**WHAT IS REQUIRED:** Could you render the material, from the line containing "Find the **seat" through the end of the material, as a Markdown table with the columns Row and Line, giving each line its row number and leaving out blank lines?

Labeled shape records:
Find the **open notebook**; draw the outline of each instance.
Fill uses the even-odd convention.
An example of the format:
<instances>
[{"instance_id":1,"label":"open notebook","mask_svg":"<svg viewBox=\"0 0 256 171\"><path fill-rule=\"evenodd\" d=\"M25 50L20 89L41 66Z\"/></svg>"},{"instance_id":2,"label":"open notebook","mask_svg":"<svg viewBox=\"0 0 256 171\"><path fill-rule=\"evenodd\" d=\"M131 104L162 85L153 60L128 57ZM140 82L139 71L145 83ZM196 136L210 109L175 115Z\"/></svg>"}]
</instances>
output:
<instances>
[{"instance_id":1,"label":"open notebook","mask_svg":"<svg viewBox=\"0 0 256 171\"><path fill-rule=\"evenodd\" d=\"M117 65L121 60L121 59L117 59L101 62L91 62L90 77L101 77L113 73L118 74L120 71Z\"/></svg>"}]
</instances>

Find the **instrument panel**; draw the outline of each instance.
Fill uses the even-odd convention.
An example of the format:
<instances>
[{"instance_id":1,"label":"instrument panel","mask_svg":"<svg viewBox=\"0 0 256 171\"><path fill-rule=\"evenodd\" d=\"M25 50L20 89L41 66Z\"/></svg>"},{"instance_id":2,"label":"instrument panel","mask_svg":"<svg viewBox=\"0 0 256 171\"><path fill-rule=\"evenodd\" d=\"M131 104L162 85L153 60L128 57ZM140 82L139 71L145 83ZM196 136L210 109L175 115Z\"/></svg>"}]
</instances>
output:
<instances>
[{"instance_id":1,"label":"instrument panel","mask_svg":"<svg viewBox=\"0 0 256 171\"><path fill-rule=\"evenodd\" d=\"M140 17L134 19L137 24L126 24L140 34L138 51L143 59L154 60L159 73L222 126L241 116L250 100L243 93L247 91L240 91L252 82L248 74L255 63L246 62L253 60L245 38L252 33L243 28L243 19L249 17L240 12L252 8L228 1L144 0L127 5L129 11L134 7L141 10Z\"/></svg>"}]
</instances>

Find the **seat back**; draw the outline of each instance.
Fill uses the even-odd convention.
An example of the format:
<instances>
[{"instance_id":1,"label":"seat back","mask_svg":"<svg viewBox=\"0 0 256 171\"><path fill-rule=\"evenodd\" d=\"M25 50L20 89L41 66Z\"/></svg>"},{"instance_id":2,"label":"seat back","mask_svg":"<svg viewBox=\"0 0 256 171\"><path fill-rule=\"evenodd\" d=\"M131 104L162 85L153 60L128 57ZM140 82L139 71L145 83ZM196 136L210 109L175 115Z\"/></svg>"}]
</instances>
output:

**RESPONSE FOR THIS EXERCISE:**
| Row | Line |
|---|---|
| 1 | Find the **seat back**; draw the outline of each instance. |
| 2 | Fill uses the even-odd convention. |
| 3 | An example of the format: |
| 4 | <instances> |
| 5 | [{"instance_id":1,"label":"seat back","mask_svg":"<svg viewBox=\"0 0 256 171\"><path fill-rule=\"evenodd\" d=\"M25 50L20 89L41 66Z\"/></svg>"},{"instance_id":2,"label":"seat back","mask_svg":"<svg viewBox=\"0 0 256 171\"><path fill-rule=\"evenodd\" d=\"M131 104L162 85L153 60L128 57ZM140 82L139 71L145 83ZM196 136L210 109L175 115Z\"/></svg>"}] |
| 6 | </instances> |
| 7 | output: |